---- PASSAGE TO READ

John McLemore, chair of the Peninsula Corridor Joint Powers Board, said about 34 miles of new and reconstructed track was built with 292,000 pounds of concrete poured. He announced yesterday Caltrain service will be free this weekend and next.
Haskin said to consider the new baby bullet schedule as phase one of a plan to make future improvements.
"When financing becomes available we'd like to extend the four-track system," Haskin said.
Full service begins for the baby bullet on Monday with the first express departing San Jose at 5:45 a.m. The first departure out of San Francisco for the baby bullet will be 6:11 a.m. and there will be 10 baby bullet departures a day for the morning and afternoon commutes.
Caltrain has 35 stops but the baby bullet will visit only seven of them. The stops are Fourth and King streets in San Francisco, 22nd Street in San Francisco, Millbrae, Hillsdale, Palo Alto, Mountain View and Diridon in San Jose.
The 22nd Street stop in San Francisco was added after the other stops were picked because Stanford students and employees living in San Francisco's Potrero Hill district lobbied Caltrain.
"There's a huge reverse commute out of that stop to Palo Alto," Haskin said. "Palo Alto is our busiest spot on the Peninsula."

--------
---- RECORDED DATA

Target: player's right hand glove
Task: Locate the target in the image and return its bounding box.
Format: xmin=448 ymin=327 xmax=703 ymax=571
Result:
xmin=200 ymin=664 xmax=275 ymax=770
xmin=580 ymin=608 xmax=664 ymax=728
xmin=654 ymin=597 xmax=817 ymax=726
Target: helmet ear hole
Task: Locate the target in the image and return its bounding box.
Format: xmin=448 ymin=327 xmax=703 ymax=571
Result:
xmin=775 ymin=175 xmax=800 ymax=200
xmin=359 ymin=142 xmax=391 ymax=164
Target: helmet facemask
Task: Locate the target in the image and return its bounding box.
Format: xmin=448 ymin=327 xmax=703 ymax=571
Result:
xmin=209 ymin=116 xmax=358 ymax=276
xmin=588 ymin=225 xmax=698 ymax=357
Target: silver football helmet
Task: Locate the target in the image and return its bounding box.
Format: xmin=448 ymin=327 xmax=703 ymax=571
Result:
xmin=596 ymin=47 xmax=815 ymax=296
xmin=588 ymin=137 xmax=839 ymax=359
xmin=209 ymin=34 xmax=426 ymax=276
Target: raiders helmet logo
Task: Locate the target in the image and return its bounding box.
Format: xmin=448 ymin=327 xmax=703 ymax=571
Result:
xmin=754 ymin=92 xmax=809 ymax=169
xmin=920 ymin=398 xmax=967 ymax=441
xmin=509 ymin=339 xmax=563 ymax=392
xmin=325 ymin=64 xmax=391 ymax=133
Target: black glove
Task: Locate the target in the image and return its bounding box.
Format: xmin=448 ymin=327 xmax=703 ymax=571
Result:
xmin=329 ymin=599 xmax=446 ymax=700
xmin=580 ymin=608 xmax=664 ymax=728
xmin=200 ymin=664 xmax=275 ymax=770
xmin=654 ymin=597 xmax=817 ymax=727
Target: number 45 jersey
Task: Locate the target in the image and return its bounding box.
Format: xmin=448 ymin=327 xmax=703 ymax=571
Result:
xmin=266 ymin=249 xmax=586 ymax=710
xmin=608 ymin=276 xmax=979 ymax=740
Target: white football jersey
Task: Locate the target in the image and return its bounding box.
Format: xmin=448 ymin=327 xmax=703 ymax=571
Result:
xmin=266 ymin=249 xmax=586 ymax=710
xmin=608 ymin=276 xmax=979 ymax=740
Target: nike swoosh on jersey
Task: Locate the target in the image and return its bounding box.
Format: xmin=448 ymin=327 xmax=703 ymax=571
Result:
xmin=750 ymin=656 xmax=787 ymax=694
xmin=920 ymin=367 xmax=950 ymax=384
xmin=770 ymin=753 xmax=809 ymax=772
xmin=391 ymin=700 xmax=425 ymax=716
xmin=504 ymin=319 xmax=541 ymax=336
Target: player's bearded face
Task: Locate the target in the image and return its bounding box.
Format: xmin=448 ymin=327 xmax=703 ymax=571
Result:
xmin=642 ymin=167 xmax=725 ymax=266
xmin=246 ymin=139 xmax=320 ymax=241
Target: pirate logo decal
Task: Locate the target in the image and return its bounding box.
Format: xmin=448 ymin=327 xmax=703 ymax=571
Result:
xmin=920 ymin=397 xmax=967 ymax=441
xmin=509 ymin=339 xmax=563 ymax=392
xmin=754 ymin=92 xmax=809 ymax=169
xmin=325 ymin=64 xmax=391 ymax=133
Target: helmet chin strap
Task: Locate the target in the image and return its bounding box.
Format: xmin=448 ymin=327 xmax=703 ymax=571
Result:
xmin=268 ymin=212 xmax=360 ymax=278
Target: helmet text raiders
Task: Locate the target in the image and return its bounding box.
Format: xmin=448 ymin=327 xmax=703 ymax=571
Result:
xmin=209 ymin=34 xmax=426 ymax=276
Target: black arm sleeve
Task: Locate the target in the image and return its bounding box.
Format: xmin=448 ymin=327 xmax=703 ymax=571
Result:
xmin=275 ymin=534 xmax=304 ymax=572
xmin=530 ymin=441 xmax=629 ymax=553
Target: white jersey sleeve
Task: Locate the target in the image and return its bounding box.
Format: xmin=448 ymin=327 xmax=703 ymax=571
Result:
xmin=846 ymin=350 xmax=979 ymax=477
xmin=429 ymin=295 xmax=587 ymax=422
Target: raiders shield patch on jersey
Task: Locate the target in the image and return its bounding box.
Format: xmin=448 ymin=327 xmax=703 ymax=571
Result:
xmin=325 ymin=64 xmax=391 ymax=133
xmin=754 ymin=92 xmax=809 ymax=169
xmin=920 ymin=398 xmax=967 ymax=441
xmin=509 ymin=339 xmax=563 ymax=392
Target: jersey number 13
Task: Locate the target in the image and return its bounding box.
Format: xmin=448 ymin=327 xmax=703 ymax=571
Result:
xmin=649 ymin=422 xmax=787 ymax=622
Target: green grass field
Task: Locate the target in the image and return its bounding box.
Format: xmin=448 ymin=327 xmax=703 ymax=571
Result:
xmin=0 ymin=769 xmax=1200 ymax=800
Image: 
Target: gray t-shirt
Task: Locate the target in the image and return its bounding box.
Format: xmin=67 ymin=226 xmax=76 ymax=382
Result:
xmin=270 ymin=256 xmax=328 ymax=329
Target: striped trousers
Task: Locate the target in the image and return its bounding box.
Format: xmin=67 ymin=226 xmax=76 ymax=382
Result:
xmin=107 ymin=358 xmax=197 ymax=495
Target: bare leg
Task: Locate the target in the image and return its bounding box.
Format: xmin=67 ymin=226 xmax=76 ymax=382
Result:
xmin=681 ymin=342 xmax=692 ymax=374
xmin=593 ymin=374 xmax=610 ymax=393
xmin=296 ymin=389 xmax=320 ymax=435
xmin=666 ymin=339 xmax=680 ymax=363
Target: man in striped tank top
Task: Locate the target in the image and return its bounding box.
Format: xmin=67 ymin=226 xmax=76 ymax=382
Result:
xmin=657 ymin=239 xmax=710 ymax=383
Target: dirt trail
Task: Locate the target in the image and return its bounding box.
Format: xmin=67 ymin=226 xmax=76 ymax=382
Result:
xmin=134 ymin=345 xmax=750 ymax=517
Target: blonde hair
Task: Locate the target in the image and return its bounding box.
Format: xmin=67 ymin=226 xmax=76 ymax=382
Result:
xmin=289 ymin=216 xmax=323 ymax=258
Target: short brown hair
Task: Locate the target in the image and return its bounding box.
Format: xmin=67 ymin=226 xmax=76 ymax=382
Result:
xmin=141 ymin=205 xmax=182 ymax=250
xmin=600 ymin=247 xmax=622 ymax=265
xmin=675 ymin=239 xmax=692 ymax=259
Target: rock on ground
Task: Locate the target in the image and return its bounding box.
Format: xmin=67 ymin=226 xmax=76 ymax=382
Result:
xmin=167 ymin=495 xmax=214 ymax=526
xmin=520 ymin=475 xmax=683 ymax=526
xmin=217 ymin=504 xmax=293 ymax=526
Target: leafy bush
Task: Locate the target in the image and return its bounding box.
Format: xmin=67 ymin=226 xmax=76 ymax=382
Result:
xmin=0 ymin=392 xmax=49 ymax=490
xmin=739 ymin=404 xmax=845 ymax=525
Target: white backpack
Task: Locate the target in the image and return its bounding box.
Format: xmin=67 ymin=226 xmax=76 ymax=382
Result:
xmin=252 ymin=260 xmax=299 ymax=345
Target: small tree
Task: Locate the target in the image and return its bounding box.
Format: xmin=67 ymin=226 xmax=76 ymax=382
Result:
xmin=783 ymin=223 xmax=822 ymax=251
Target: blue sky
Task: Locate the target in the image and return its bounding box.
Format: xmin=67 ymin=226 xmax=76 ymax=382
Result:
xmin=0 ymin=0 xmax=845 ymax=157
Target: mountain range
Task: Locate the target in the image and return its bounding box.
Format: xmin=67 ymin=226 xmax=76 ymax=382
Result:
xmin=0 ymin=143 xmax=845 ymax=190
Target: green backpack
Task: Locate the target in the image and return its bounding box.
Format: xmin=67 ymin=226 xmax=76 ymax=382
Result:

--------

**REQUIRED TASKS**
A – Summarize the passage about Caltrain's baby bullet service in two sentences.
B – Write the next few paragraphs of the passage about Caltrain's baby bullet service, picking up after its final quotation.
The data here has no connection to the passage about Caltrain's baby bullet service.

**ANSWERS TO THE EXERCISE**
A – Full baby bullet service starts on Monday, with 10 departures a day for the morning and afternoon commutes; the first express leaves San Jose at 5:45 a.m. and the first one out of San Francisco at 6:11 a.m. The baby bullet will stop at only seven of Caltrain's 35 stops, among them a 22nd Street stop in San Francisco added after lobbying by Stanford students and employees living in Potrero Hill.

B –
The Caltrain board approved the baby bullet project in July 2001 and eliminated weekend service a year later to start construction. About $110 million went into constructing eight miles of track and installing a new signaling system in Brisbane and Sunnyvale that the baby bullet will use to pass local and limited trains. Another $53 million was spent on purchasing six aerodynamic locomotives and 17 low-floor passenger cars. There is no additional cost to riders to catch a baby bullet train.
Caltrain has about 27,000 riders a day and expects the number to increase with the addition of the baby bullet.
Before weekend service was suspended almost two years ago Caltrain had 10,000 Saturday riders and 7,000 riders on Sundays.
The Giants' next weekend home games are early afternoon interleague affairs on June 19 and 20 against the Boston Red Sox. The Saturday game will be aired nationally on Fox while Sunday's game will be televised locally on KTVU Channel 2.